START Data for this task
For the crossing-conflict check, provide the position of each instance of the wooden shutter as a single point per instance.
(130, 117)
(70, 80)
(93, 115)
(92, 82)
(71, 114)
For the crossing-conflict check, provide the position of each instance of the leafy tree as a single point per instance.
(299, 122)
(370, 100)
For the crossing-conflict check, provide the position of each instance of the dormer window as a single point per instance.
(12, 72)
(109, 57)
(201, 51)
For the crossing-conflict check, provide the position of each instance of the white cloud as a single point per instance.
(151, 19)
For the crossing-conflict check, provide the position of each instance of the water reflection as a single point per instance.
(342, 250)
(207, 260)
END Data for this task
Return the data above in full. Keep every line exactly as it is.

For the crossing-conflict check, provide the position of each instance of the wooden shutter as a single point per instance.
(130, 117)
(70, 80)
(93, 115)
(92, 82)
(71, 114)
For the crossing-conflict check, provide the position of each instance of the leafy tree as a single point per instance.
(299, 122)
(370, 100)
For the crossing-conflict check, provide the position of each instance of the dormer window as a single point per instance.
(12, 72)
(109, 57)
(201, 51)
For the crossing-conflict check, provide the position of each instance of the white cloud as a single point per instance.
(151, 19)
For the crossing-conflict check, provide the position of each instance of the water reflection as a single point per instance.
(342, 250)
(207, 260)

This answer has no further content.